• _Task statement_:
Render everything from the line containing "Q: Where on this screen is the antenna mast?" down to the line containing "xmin=331 ymin=460 xmax=600 ymax=498" as a Markdown table with the columns Row and Line. Number each row and leave out blank lines.

-- begin Data to use --

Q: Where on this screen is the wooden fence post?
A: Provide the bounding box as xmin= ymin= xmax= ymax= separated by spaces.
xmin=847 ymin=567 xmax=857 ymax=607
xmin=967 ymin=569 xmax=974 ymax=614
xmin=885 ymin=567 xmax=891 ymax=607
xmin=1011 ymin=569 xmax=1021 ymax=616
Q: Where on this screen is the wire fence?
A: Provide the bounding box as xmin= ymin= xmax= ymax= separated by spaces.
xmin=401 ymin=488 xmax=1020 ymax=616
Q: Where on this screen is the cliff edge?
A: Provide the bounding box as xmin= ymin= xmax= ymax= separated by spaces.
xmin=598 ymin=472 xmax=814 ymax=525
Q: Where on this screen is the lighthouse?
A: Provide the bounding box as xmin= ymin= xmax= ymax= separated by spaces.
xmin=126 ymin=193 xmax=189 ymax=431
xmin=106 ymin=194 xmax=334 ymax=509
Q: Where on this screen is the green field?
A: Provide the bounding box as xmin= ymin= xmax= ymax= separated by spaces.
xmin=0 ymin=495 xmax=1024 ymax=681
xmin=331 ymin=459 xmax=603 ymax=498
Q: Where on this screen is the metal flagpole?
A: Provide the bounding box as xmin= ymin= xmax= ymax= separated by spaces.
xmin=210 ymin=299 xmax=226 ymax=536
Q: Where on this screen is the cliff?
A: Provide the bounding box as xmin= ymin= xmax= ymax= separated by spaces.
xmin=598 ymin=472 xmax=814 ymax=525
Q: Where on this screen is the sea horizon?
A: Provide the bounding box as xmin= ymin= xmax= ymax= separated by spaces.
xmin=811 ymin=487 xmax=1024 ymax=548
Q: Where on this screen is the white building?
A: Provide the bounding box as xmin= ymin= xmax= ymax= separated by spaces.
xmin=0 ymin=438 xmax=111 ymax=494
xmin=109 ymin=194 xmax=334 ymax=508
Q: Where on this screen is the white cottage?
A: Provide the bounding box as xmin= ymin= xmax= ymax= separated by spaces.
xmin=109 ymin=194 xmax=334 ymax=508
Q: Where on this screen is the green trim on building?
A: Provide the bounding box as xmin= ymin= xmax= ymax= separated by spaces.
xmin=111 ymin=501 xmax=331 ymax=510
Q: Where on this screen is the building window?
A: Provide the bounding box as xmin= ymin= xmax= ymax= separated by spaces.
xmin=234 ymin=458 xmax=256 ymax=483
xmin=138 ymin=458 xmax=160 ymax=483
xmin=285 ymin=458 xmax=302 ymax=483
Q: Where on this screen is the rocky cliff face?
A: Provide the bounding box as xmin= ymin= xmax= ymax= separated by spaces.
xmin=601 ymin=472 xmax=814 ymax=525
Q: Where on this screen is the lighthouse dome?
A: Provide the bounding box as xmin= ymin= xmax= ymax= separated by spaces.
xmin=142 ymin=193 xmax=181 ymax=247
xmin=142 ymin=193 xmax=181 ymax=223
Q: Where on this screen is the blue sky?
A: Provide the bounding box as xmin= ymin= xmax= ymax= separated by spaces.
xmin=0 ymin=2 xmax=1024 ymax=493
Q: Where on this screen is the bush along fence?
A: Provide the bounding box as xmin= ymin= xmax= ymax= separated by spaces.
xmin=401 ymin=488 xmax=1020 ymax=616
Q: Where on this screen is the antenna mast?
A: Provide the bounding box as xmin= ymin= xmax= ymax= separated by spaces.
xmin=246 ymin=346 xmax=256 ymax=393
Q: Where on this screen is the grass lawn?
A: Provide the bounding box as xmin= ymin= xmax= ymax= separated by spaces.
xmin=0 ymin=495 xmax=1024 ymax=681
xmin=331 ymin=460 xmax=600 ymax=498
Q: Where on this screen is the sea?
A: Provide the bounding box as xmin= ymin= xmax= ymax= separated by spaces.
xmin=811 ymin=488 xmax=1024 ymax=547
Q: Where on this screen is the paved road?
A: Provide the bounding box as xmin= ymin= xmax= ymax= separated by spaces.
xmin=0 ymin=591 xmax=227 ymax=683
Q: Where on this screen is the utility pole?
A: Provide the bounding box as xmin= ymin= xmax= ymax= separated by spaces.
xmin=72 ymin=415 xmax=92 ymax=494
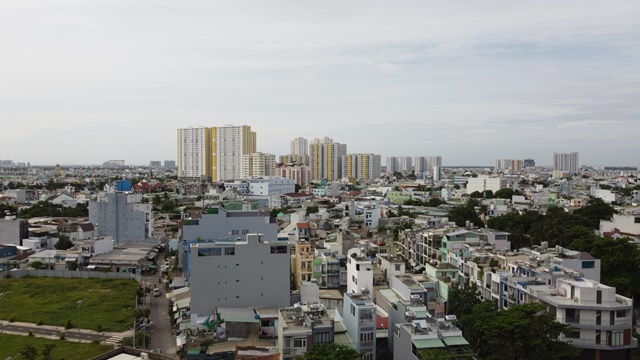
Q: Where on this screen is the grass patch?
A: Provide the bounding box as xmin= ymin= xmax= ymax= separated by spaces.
xmin=0 ymin=277 xmax=138 ymax=332
xmin=0 ymin=334 xmax=113 ymax=360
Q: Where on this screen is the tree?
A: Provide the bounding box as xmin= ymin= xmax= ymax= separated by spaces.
xmin=587 ymin=237 xmax=640 ymax=299
xmin=55 ymin=235 xmax=73 ymax=250
xmin=447 ymin=279 xmax=482 ymax=322
xmin=464 ymin=303 xmax=581 ymax=360
xmin=20 ymin=344 xmax=38 ymax=360
xmin=295 ymin=343 xmax=360 ymax=360
xmin=42 ymin=344 xmax=56 ymax=360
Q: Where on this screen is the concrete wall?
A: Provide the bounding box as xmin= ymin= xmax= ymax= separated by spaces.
xmin=189 ymin=234 xmax=290 ymax=316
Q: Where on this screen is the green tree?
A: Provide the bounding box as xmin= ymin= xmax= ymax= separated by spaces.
xmin=447 ymin=280 xmax=482 ymax=322
xmin=465 ymin=303 xmax=581 ymax=360
xmin=42 ymin=344 xmax=56 ymax=360
xmin=573 ymin=198 xmax=618 ymax=229
xmin=20 ymin=344 xmax=38 ymax=360
xmin=585 ymin=237 xmax=640 ymax=299
xmin=295 ymin=343 xmax=360 ymax=360
xmin=55 ymin=235 xmax=73 ymax=250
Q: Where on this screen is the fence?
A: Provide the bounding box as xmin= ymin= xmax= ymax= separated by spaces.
xmin=5 ymin=269 xmax=141 ymax=282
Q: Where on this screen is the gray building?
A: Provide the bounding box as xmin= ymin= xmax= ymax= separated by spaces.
xmin=187 ymin=234 xmax=290 ymax=315
xmin=0 ymin=219 xmax=29 ymax=245
xmin=342 ymin=293 xmax=376 ymax=360
xmin=89 ymin=191 xmax=153 ymax=243
xmin=180 ymin=206 xmax=278 ymax=278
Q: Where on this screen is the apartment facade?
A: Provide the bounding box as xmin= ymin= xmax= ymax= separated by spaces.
xmin=89 ymin=191 xmax=153 ymax=243
xmin=309 ymin=137 xmax=347 ymax=181
xmin=188 ymin=234 xmax=290 ymax=315
xmin=342 ymin=154 xmax=380 ymax=180
xmin=178 ymin=125 xmax=257 ymax=181
xmin=553 ymin=152 xmax=580 ymax=174
xmin=242 ymin=152 xmax=276 ymax=179
xmin=178 ymin=127 xmax=211 ymax=179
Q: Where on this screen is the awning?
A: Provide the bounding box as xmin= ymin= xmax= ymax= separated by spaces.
xmin=442 ymin=336 xmax=469 ymax=346
xmin=176 ymin=334 xmax=187 ymax=346
xmin=412 ymin=339 xmax=444 ymax=349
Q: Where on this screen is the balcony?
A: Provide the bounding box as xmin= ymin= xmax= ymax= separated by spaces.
xmin=563 ymin=337 xmax=638 ymax=350
xmin=558 ymin=317 xmax=632 ymax=329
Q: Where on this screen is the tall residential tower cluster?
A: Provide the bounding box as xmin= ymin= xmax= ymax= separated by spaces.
xmin=178 ymin=125 xmax=257 ymax=181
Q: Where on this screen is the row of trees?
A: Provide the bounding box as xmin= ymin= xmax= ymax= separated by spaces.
xmin=447 ymin=283 xmax=581 ymax=360
xmin=18 ymin=201 xmax=89 ymax=219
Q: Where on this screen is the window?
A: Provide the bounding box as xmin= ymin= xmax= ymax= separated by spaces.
xmin=293 ymin=338 xmax=307 ymax=347
xmin=582 ymin=260 xmax=596 ymax=269
xmin=565 ymin=330 xmax=580 ymax=339
xmin=607 ymin=330 xmax=624 ymax=346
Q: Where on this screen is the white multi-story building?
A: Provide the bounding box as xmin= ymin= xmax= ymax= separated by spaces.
xmin=467 ymin=176 xmax=504 ymax=194
xmin=553 ymin=152 xmax=580 ymax=174
xmin=187 ymin=234 xmax=290 ymax=316
xmin=342 ymin=154 xmax=380 ymax=180
xmin=495 ymin=159 xmax=524 ymax=173
xmin=347 ymin=248 xmax=373 ymax=293
xmin=178 ymin=127 xmax=211 ymax=179
xmin=276 ymin=164 xmax=311 ymax=187
xmin=242 ymin=152 xmax=276 ymax=179
xmin=309 ymin=137 xmax=347 ymax=181
xmin=278 ymin=154 xmax=309 ymax=166
xmin=247 ymin=177 xmax=296 ymax=196
xmin=342 ymin=293 xmax=376 ymax=360
xmin=89 ymin=191 xmax=153 ymax=243
xmin=413 ymin=156 xmax=442 ymax=181
xmin=291 ymin=137 xmax=309 ymax=155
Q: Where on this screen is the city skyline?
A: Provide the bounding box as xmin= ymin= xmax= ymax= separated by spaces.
xmin=0 ymin=0 xmax=640 ymax=166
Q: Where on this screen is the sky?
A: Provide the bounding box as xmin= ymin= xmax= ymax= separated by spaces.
xmin=0 ymin=0 xmax=640 ymax=166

-- end Data to use --

• _Final result_:
| Row | Line |
|---|---|
| 1 | Q: Where on this screen is the antenna mast? |
| 2 | A: Provide the bounding box as xmin= ymin= xmax= ymax= separated by spaces. |
| 3 | xmin=246 ymin=346 xmax=256 ymax=393 |
| 4 | Q: Where on this screen is the grass lawn? |
| 5 | A: Provide the bounding box as xmin= ymin= xmax= ymax= separated by spaces. |
| 6 | xmin=0 ymin=495 xmax=1024 ymax=681 |
| 7 | xmin=331 ymin=460 xmax=600 ymax=498 |